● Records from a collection
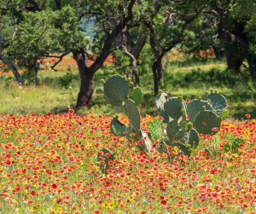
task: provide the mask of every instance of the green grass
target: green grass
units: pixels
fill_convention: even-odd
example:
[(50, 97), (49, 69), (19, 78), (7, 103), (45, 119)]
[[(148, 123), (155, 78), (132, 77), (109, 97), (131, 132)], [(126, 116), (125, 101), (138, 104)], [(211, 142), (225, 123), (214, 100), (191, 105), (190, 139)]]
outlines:
[[(150, 68), (150, 67), (149, 67)], [(21, 113), (39, 115), (40, 113), (59, 113), (63, 107), (73, 107), (76, 104), (79, 90), (79, 75), (77, 68), (70, 68), (73, 72), (73, 81), (67, 90), (58, 86), (58, 79), (66, 74), (66, 71), (44, 71), (38, 74), (40, 86), (30, 86), (21, 89), (12, 79), (13, 76), (0, 78), (0, 113), (17, 114), (20, 108)], [(151, 69), (140, 76), (141, 88), (144, 94), (144, 102), (141, 106), (142, 115), (159, 114), (154, 105), (154, 79)], [(113, 66), (104, 67), (94, 77), (95, 91), (101, 86), (100, 79), (108, 78), (109, 74), (118, 73)], [(122, 74), (122, 73), (121, 73)], [(123, 75), (123, 74), (122, 74)], [(228, 71), (224, 60), (214, 57), (193, 58), (179, 57), (175, 61), (167, 61), (165, 65), (163, 79), (160, 88), (169, 96), (183, 94), (183, 99), (194, 99), (206, 96), (206, 91), (212, 88), (222, 91), (228, 101), (228, 107), (231, 119), (242, 119), (246, 113), (256, 118), (256, 89), (248, 71), (243, 69), (241, 73), (235, 75)], [(131, 96), (130, 96), (131, 97)], [(132, 96), (131, 96), (132, 98)], [(101, 114), (113, 115), (113, 107), (106, 104), (102, 95), (93, 95), (95, 106), (92, 111)], [(82, 108), (81, 114), (87, 114), (88, 111)]]

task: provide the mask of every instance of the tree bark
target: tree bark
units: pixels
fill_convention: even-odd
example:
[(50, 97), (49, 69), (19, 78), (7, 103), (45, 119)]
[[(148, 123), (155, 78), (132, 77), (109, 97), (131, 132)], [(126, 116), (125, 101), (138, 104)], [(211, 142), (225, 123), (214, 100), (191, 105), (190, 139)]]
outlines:
[(225, 56), (225, 50), (224, 49), (221, 49), (221, 47), (214, 47), (213, 46), (213, 51), (214, 51), (214, 55), (215, 57), (217, 59), (223, 59), (223, 57)]
[[(137, 60), (138, 56), (140, 55), (145, 43), (146, 43), (146, 37), (147, 37), (147, 32), (148, 29), (146, 26), (143, 26), (143, 29), (141, 31), (141, 34), (139, 38), (137, 39), (136, 44), (133, 45), (133, 48), (131, 49), (131, 54), (135, 57)], [(131, 68), (131, 72), (127, 74), (128, 78), (132, 78), (132, 74), (134, 72), (135, 76), (135, 84), (137, 86), (139, 86), (139, 73), (137, 72), (137, 69), (136, 71), (132, 68), (133, 67), (133, 60), (130, 58), (130, 67)]]
[(61, 0), (55, 0), (56, 7), (58, 10), (61, 10)]
[(78, 95), (76, 110), (79, 110), (81, 107), (87, 107), (90, 108), (93, 106), (92, 94), (94, 72), (90, 72), (86, 67), (86, 59), (83, 51), (75, 51), (73, 53), (73, 59), (77, 61), (81, 78), (80, 91)]
[(241, 48), (249, 64), (250, 74), (253, 77), (256, 74), (256, 56), (249, 50), (249, 41), (246, 33), (244, 33), (243, 25), (234, 21), (234, 30), (231, 32), (238, 38)]
[(111, 53), (110, 48), (113, 43), (115, 41), (117, 36), (125, 27), (127, 22), (132, 20), (132, 8), (135, 3), (136, 0), (131, 1), (129, 6), (127, 7), (128, 14), (125, 17), (122, 17), (122, 21), (115, 26), (113, 31), (108, 35), (100, 55), (96, 59), (95, 62), (90, 67), (89, 67), (86, 63), (85, 52), (83, 49), (79, 49), (73, 52), (73, 59), (77, 61), (81, 78), (80, 91), (78, 95), (75, 110), (79, 110), (83, 106), (89, 108), (93, 105), (93, 76), (95, 72), (103, 65), (107, 57)]
[(157, 95), (158, 92), (159, 92), (158, 78), (157, 78), (157, 73), (156, 73), (157, 67), (158, 67), (158, 63), (159, 63), (158, 61), (156, 61), (153, 63), (153, 66), (152, 66), (153, 76), (154, 76), (154, 95)]
[(227, 30), (227, 21), (228, 16), (220, 20), (218, 29), (218, 38), (224, 42), (224, 54), (228, 69), (233, 70), (236, 73), (238, 73), (241, 70), (244, 56), (242, 53), (239, 53), (241, 51), (239, 51), (238, 47), (236, 45), (234, 35)]
[(0, 51), (0, 60), (5, 63), (8, 67), (13, 72), (17, 82), (19, 84), (24, 84), (24, 81), (23, 79), (21, 78), (20, 73), (18, 72), (17, 71), (17, 68), (16, 67), (11, 63), (3, 55), (3, 53)]

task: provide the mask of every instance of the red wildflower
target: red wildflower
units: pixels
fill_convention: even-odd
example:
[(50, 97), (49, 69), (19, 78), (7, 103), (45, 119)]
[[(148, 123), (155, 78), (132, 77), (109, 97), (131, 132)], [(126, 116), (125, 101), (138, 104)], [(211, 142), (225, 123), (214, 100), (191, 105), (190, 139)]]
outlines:
[(53, 184), (51, 185), (51, 188), (57, 188), (57, 185), (55, 184), (55, 183), (53, 183)]

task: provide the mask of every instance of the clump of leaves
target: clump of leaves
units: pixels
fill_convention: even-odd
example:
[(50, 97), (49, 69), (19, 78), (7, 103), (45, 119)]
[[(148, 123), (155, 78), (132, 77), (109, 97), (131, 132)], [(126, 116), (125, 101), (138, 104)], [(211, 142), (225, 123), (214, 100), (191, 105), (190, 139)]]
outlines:
[(59, 78), (58, 85), (65, 90), (68, 89), (68, 86), (72, 83), (72, 72), (67, 72), (63, 77)]

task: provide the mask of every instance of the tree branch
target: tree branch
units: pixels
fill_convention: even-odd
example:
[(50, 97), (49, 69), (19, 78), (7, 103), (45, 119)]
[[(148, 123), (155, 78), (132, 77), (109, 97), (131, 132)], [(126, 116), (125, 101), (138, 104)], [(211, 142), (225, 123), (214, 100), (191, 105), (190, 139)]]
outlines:
[[(65, 55), (67, 55), (69, 53), (70, 53), (70, 51), (68, 50), (68, 51), (67, 51), (66, 53), (64, 53), (63, 55), (61, 55), (61, 56), (58, 56), (57, 58), (59, 58), (60, 60), (59, 60), (58, 61), (56, 61), (52, 67), (50, 67), (50, 68), (51, 68), (52, 70), (54, 70), (55, 72), (57, 72), (58, 70), (55, 69), (55, 67), (56, 65), (58, 65), (58, 64), (62, 61), (63, 57), (64, 57)], [(51, 57), (51, 56), (49, 56), (49, 57)]]

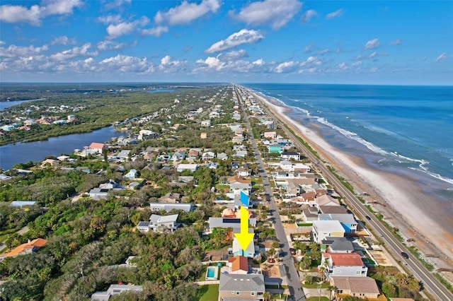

● Exercise
Please reproduce every one of the items above line for line without any changes, leaving out the pictures.

● Task result
task: provide the mask of every instance of the green grass
target: green grass
units: pixels
fill_convention: even-odd
example:
[(50, 97), (49, 69), (19, 78), (7, 103), (45, 119)]
[[(148, 123), (155, 78), (132, 77), (109, 97), (131, 132)], [(126, 116), (125, 101), (138, 104)], [(211, 142), (225, 123), (214, 100), (191, 105), (190, 139)]]
outlines:
[[(150, 68), (150, 67), (149, 67)], [(21, 113), (39, 115), (40, 113), (59, 113), (63, 107), (73, 107), (76, 104), (79, 90), (79, 75), (77, 68), (70, 68), (73, 72), (73, 81), (67, 90), (58, 86), (58, 79), (66, 74), (66, 71), (44, 71), (38, 74), (40, 86), (30, 86), (21, 89), (12, 79), (13, 76), (0, 78), (0, 113), (17, 114), (20, 108)], [(151, 69), (140, 76), (141, 88), (144, 94), (144, 102), (141, 106), (142, 115), (159, 114), (154, 105), (154, 79)], [(113, 66), (104, 67), (94, 77), (95, 91), (101, 86), (100, 79), (108, 78), (109, 74), (118, 73)], [(122, 74), (122, 73), (121, 73)], [(123, 75), (123, 74), (122, 74)], [(228, 71), (224, 60), (214, 57), (193, 58), (179, 57), (175, 61), (167, 61), (165, 65), (163, 79), (160, 88), (169, 96), (183, 94), (183, 99), (194, 99), (206, 96), (206, 91), (212, 88), (222, 91), (228, 101), (228, 107), (231, 119), (242, 119), (246, 113), (256, 118), (256, 89), (248, 71), (243, 69), (241, 73), (235, 75)], [(131, 96), (130, 96), (131, 97)], [(132, 96), (131, 96), (132, 98)], [(101, 114), (113, 115), (113, 107), (106, 104), (102, 95), (93, 95), (95, 106), (92, 111)], [(82, 108), (81, 114), (87, 114), (88, 111)]]

task: provide the mask of every instance of the tree bark
target: tree bark
units: pixels
fill_convention: even-odd
example:
[(50, 97), (49, 69), (19, 78), (7, 103), (45, 119)]
[[(148, 123), (155, 78), (132, 77), (109, 97), (131, 132)], [(126, 116), (125, 101), (138, 104)], [(211, 142), (225, 123), (214, 100), (191, 105), (190, 139)]]
outlines:
[(225, 56), (225, 50), (224, 49), (221, 49), (221, 47), (214, 47), (213, 46), (213, 51), (214, 51), (214, 55), (215, 57), (217, 59), (223, 59), (223, 57)]
[[(137, 60), (138, 56), (140, 55), (145, 43), (146, 43), (146, 37), (147, 37), (147, 32), (148, 29), (146, 26), (143, 26), (143, 29), (141, 31), (141, 34), (139, 38), (137, 39), (136, 44), (133, 45), (133, 48), (131, 49), (131, 54), (135, 57)], [(131, 68), (131, 72), (127, 74), (128, 78), (132, 78), (132, 74), (134, 72), (135, 76), (135, 84), (137, 86), (139, 86), (139, 73), (137, 72), (137, 69), (136, 71), (132, 68), (133, 67), (133, 60), (130, 58), (130, 67)]]
[(61, 0), (55, 0), (56, 7), (58, 10), (61, 10)]
[(78, 95), (76, 110), (79, 110), (81, 107), (87, 107), (90, 108), (93, 106), (92, 94), (94, 72), (90, 72), (86, 67), (86, 59), (83, 51), (75, 51), (73, 53), (73, 59), (77, 61), (81, 78), (80, 91)]
[(241, 48), (249, 64), (250, 74), (253, 77), (256, 74), (256, 56), (249, 50), (249, 41), (246, 33), (244, 33), (243, 25), (234, 21), (234, 30), (231, 32), (238, 38)]
[(111, 53), (110, 48), (113, 43), (115, 41), (117, 36), (125, 27), (127, 22), (132, 20), (132, 8), (135, 3), (136, 0), (131, 1), (129, 6), (127, 7), (128, 14), (125, 17), (122, 17), (122, 21), (115, 26), (113, 31), (108, 35), (100, 55), (96, 59), (95, 62), (90, 67), (89, 67), (86, 63), (85, 52), (83, 49), (79, 49), (73, 52), (73, 59), (77, 61), (81, 78), (80, 91), (78, 95), (75, 110), (79, 110), (83, 106), (89, 108), (93, 105), (93, 76), (95, 72), (103, 65), (107, 57)]
[(157, 95), (158, 92), (159, 92), (158, 78), (157, 78), (157, 73), (156, 73), (157, 67), (158, 67), (158, 63), (159, 63), (158, 61), (156, 61), (153, 63), (153, 66), (152, 66), (153, 76), (154, 76), (154, 95)]
[(227, 30), (227, 21), (228, 16), (220, 20), (218, 29), (218, 38), (224, 42), (224, 54), (228, 69), (233, 70), (236, 73), (238, 73), (241, 70), (244, 56), (242, 53), (239, 53), (241, 51), (239, 51), (238, 47), (236, 45), (234, 35)]
[(0, 51), (0, 60), (5, 63), (8, 67), (13, 72), (17, 82), (19, 84), (24, 84), (24, 81), (23, 79), (21, 78), (20, 73), (18, 72), (17, 71), (17, 68), (16, 67), (11, 63), (3, 55), (3, 53)]

task: provide the mask of every instance of the red wildflower
target: red wildflower
units: pixels
fill_convention: even-odd
example:
[(50, 97), (49, 69), (19, 78), (7, 103), (45, 119)]
[[(148, 123), (155, 78), (132, 77), (109, 97), (131, 132)], [(126, 116), (125, 101), (138, 104)], [(211, 142), (225, 123), (214, 100), (191, 105), (190, 139)]]
outlines:
[(53, 184), (51, 185), (51, 188), (57, 188), (57, 185), (55, 184), (55, 183), (53, 183)]

task: provide the mask of every instance of the clump of leaves
target: clump of leaves
units: pixels
fill_convention: even-odd
example:
[(50, 97), (49, 69), (19, 78), (7, 103), (45, 119)]
[[(148, 123), (155, 78), (132, 77), (109, 97), (131, 132)], [(126, 116), (125, 101), (138, 104)], [(211, 142), (225, 123), (214, 100), (191, 105), (190, 139)]]
outlines:
[(59, 78), (58, 85), (65, 90), (68, 89), (68, 86), (72, 83), (72, 72), (67, 72), (63, 77)]

task: provide the mask of every instance of the tree branch
target: tree branch
units: pixels
fill_convention: even-odd
example:
[(50, 97), (49, 69), (19, 78), (7, 103), (45, 119)]
[[(148, 123), (155, 78), (132, 77), (109, 97), (131, 132)], [(126, 116), (125, 101), (138, 104)], [(211, 142), (225, 123), (214, 100), (191, 105), (190, 139)]]
outlines:
[[(65, 55), (67, 55), (69, 53), (70, 53), (70, 51), (68, 50), (68, 51), (67, 51), (66, 53), (64, 53), (63, 55), (61, 55), (61, 56), (58, 56), (57, 58), (59, 58), (60, 60), (59, 60), (58, 61), (56, 61), (52, 67), (50, 67), (50, 68), (51, 68), (52, 70), (54, 70), (55, 72), (57, 72), (58, 70), (55, 69), (55, 67), (56, 65), (58, 65), (58, 64), (62, 61), (63, 57), (64, 57)], [(51, 57), (51, 56), (49, 56), (49, 57)]]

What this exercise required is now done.